### Source extract

This article presents one approach to the mathematical modeling and analysis of a
turbojet engine with the primary goal of defining the transfer function and
simulation model. Extensive research on turbojet engine dynamic parameters in
the time and frequency domains has been presented. The turbojet engine transfer
function was defined based on the operation characteristics and experimental
test data, which included fuel flow, turbine rotation speed, and exhaust gas
temperature. For the turbojet engine, where the turbine rotation speed was
defined as a controlled parameter, fuel flow was used as a control parameter.
The total gain of the control object and the time constant parameters were
determined as nonlinear functions, which primarily depend on turbojet engine
mechanical characteristics and thermodynamic processes. Using the Simulink
digital simulation platform, a dynamic turbojet engine simulation was performed.

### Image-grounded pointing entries
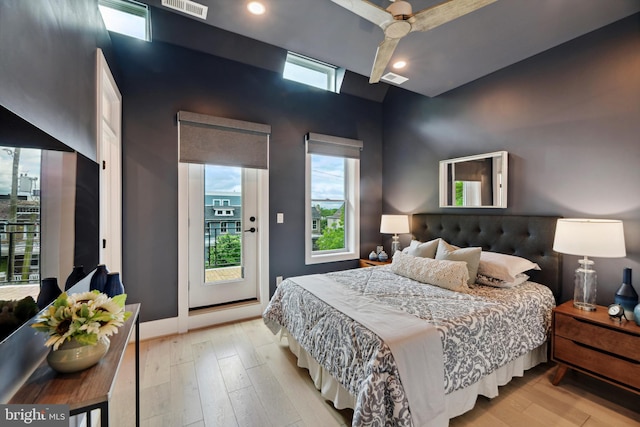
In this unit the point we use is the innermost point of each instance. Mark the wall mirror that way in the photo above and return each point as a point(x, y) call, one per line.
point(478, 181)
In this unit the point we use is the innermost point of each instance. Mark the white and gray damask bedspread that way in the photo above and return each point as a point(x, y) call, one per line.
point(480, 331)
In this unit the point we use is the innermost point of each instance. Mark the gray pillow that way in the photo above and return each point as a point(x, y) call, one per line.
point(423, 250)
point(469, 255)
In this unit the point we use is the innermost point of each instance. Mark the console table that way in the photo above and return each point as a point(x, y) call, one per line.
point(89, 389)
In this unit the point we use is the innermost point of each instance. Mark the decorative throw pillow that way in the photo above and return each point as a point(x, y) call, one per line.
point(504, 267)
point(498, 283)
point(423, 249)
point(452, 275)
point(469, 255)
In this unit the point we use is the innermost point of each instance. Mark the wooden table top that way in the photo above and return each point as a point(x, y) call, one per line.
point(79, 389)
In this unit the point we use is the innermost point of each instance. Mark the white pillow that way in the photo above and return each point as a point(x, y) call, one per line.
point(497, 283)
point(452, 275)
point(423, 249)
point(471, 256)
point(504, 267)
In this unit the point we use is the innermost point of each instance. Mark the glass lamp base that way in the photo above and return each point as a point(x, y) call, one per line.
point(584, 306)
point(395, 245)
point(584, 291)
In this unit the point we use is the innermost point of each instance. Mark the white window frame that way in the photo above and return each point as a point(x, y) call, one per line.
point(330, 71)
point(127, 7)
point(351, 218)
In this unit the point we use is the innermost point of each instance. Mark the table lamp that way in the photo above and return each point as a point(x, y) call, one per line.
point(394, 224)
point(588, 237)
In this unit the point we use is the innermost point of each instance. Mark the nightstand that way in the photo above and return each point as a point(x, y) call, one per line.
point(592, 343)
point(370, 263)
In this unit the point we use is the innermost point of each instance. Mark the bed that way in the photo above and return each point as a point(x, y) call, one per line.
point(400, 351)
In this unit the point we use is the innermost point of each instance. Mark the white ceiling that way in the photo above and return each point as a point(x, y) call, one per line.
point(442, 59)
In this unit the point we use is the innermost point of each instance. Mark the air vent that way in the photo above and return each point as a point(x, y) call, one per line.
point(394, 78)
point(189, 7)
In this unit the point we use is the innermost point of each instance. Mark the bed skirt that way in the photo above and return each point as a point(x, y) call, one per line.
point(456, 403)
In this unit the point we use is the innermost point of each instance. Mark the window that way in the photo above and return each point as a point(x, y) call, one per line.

### Aim of the exercise
Copy the turbojet engine text from the words "The total gain" through the words "simulation was performed.", renaming "Simulink" to "MATLAB" wherever it occurs.

### Result of this task
The total gain of the control object and the time constant parameters were
determined as nonlinear functions, which primarily depend on turbojet engine
mechanical characteristics and thermodynamic processes. Using the MATLAB
digital simulation platform, a dynamic turbojet engine simulation was performed.